**Request**. Please revise the lines from the line with "it for slate" to the line with "(22, 171), (52, 181)" by replacing "slate roof" with "tiled roof" and changing nothing else. Give back only those lines.

**Input records**.
★ ★ ★

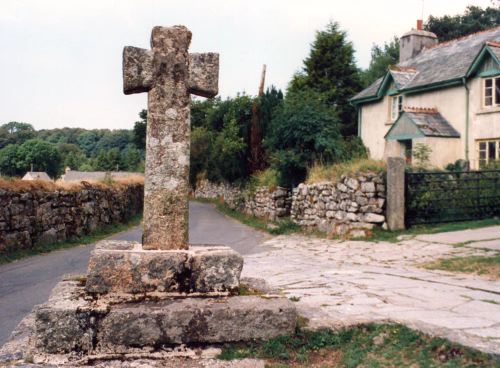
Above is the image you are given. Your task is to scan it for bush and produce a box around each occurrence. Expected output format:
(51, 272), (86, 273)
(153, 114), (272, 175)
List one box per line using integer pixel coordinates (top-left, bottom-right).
(306, 158), (386, 184)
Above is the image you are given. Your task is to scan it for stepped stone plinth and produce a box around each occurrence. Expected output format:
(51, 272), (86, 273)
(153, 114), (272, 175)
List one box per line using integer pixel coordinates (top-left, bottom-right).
(85, 241), (243, 295)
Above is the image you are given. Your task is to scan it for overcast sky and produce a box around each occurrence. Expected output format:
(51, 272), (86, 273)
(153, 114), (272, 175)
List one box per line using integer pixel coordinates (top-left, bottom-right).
(0, 0), (491, 129)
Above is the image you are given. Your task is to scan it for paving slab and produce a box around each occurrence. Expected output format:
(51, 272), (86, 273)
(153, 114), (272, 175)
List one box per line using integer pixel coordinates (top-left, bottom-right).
(242, 231), (500, 355)
(416, 226), (500, 244)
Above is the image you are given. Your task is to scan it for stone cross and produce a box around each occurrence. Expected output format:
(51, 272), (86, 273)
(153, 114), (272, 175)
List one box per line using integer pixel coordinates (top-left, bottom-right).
(123, 26), (219, 249)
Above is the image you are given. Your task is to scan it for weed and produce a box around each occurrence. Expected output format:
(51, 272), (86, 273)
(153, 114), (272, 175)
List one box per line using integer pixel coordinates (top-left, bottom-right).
(368, 218), (500, 243)
(423, 253), (500, 280)
(219, 324), (499, 367)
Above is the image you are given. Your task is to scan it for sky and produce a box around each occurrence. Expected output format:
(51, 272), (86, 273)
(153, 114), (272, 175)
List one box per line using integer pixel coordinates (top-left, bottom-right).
(0, 0), (491, 130)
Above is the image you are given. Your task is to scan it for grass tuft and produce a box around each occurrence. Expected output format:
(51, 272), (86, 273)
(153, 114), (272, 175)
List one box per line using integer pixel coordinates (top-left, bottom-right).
(219, 324), (500, 368)
(424, 253), (500, 280)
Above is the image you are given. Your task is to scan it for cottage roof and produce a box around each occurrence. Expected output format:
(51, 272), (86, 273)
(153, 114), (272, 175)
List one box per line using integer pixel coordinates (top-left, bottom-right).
(352, 27), (500, 102)
(385, 108), (460, 139)
(23, 171), (52, 181)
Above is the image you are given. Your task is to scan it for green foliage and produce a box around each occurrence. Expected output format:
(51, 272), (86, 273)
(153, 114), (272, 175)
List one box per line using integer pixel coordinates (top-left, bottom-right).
(208, 119), (247, 182)
(265, 91), (344, 187)
(133, 110), (148, 150)
(17, 139), (61, 178)
(0, 144), (22, 176)
(361, 36), (399, 87)
(0, 121), (35, 149)
(288, 22), (362, 136)
(424, 4), (500, 41)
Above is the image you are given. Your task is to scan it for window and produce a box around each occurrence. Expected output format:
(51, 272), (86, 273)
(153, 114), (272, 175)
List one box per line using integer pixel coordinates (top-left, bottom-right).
(478, 139), (500, 167)
(391, 96), (403, 122)
(483, 77), (500, 107)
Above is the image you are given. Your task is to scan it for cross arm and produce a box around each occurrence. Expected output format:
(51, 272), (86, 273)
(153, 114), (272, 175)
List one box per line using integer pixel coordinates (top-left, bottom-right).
(123, 46), (153, 95)
(189, 52), (219, 97)
(123, 46), (219, 97)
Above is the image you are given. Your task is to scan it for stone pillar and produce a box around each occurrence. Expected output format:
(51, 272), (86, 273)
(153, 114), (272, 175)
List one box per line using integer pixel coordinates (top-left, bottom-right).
(386, 157), (405, 231)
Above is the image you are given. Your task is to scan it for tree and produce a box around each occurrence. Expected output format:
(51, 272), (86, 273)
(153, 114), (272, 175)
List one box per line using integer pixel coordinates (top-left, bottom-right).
(0, 121), (35, 148)
(265, 91), (344, 187)
(208, 119), (248, 182)
(0, 144), (21, 176)
(17, 139), (61, 177)
(361, 36), (399, 87)
(424, 5), (500, 41)
(288, 22), (362, 136)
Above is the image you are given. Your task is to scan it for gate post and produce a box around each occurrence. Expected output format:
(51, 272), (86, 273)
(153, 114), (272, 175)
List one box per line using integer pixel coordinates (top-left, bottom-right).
(386, 157), (405, 231)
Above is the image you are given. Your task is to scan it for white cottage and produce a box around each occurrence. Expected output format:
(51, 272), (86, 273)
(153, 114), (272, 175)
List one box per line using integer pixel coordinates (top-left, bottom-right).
(351, 21), (500, 169)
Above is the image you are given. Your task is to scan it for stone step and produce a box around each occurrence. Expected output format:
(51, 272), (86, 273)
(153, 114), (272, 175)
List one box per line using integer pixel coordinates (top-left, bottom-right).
(85, 240), (243, 295)
(35, 281), (297, 354)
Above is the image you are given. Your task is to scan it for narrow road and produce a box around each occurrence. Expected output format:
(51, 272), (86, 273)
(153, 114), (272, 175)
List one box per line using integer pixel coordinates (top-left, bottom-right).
(0, 202), (265, 346)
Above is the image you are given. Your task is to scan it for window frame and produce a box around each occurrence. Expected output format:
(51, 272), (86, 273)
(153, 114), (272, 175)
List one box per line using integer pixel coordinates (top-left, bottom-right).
(482, 76), (500, 109)
(389, 95), (403, 123)
(477, 138), (500, 168)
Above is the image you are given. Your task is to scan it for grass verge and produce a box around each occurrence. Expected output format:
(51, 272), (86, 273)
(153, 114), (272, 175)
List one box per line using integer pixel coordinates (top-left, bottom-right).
(0, 214), (142, 264)
(194, 198), (301, 235)
(368, 218), (500, 243)
(219, 324), (500, 368)
(424, 253), (500, 280)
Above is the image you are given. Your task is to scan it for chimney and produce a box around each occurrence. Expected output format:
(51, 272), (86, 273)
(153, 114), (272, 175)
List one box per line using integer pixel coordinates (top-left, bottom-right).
(399, 19), (438, 63)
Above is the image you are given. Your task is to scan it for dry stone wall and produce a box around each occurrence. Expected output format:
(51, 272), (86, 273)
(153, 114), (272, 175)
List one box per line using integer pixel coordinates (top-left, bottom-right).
(0, 184), (144, 252)
(194, 180), (292, 221)
(291, 173), (385, 237)
(244, 187), (292, 221)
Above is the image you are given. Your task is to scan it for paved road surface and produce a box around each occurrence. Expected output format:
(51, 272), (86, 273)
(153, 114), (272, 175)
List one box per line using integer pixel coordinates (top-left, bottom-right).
(0, 202), (264, 346)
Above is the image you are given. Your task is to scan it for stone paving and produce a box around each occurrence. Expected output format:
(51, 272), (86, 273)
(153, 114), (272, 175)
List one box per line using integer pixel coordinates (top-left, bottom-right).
(243, 226), (500, 355)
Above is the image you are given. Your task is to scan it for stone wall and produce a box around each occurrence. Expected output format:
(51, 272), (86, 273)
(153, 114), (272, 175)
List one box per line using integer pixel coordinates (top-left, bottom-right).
(194, 180), (243, 209)
(291, 173), (385, 237)
(194, 180), (292, 221)
(244, 187), (292, 221)
(0, 184), (144, 251)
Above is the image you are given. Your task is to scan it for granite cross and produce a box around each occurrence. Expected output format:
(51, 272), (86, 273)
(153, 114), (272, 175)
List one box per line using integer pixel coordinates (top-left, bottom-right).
(123, 26), (219, 249)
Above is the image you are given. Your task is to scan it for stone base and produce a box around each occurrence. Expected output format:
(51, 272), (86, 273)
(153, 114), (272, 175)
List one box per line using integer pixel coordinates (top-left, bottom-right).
(85, 240), (243, 295)
(34, 281), (296, 354)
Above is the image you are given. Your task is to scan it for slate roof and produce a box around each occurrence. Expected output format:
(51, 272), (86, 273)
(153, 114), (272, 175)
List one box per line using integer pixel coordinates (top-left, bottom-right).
(61, 170), (144, 181)
(351, 27), (500, 100)
(404, 109), (460, 138)
(352, 77), (384, 100)
(22, 171), (52, 181)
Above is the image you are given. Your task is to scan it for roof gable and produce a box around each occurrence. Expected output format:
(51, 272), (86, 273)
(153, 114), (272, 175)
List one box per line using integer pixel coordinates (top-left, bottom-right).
(466, 42), (500, 78)
(351, 27), (500, 104)
(385, 108), (460, 140)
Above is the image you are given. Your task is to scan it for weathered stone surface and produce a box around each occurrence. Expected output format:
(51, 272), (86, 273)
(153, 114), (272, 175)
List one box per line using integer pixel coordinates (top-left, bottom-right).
(85, 241), (189, 294)
(123, 26), (219, 249)
(34, 281), (296, 353)
(0, 183), (144, 251)
(98, 296), (296, 347)
(190, 246), (243, 293)
(189, 52), (219, 98)
(35, 281), (95, 354)
(85, 240), (243, 294)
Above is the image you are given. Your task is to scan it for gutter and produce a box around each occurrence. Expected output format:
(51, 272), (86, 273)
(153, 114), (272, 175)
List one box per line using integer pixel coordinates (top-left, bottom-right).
(462, 77), (470, 164)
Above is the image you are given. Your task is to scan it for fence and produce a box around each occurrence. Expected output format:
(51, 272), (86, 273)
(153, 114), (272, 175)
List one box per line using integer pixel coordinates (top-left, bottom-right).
(405, 170), (500, 226)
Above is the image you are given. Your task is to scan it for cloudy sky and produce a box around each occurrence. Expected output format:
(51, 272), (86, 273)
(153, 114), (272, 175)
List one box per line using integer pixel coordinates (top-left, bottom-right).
(0, 0), (491, 129)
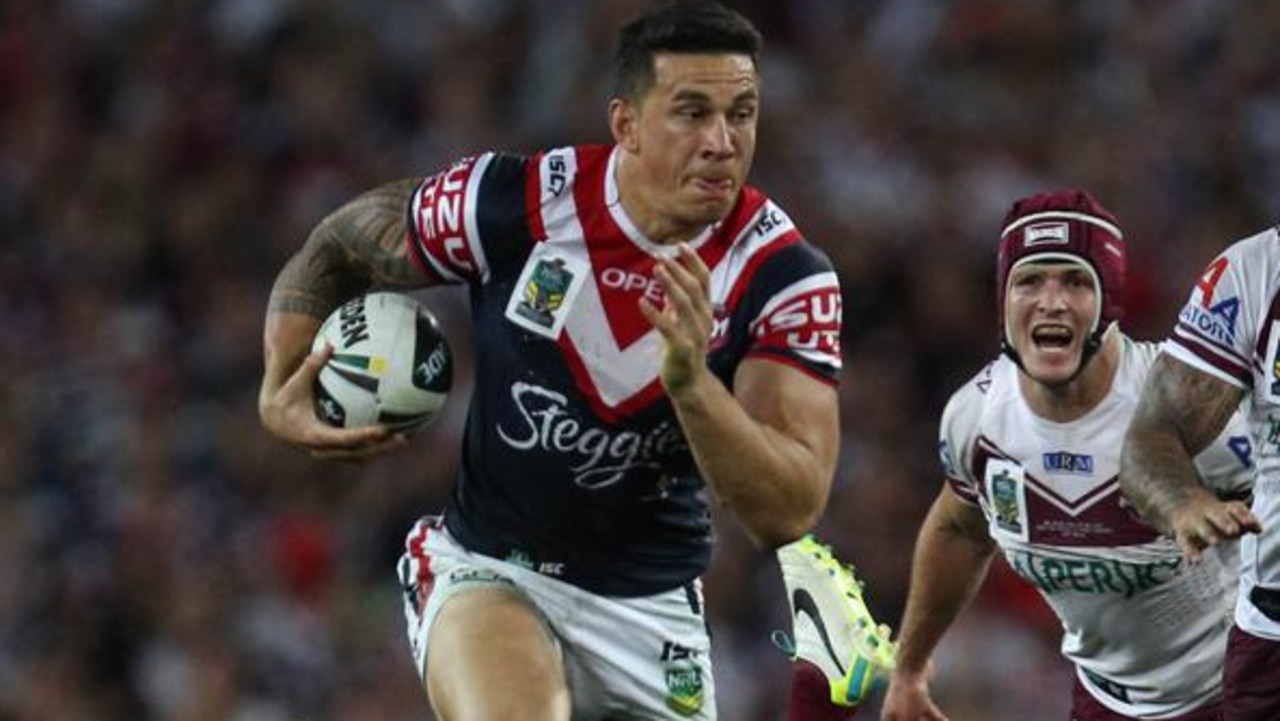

★ ★ ★

**Exercise solution**.
Above is the image you are given. Your task is to scan it for tiled roof and produce a box around each occurrence. Expected output format:
(51, 272), (86, 273)
(153, 114), (272, 175)
List one box per line using integer pixel coordinates (top-left, bottom-right).
(61, 170), (144, 181)
(351, 27), (500, 100)
(404, 109), (460, 138)
(352, 77), (384, 100)
(22, 171), (52, 181)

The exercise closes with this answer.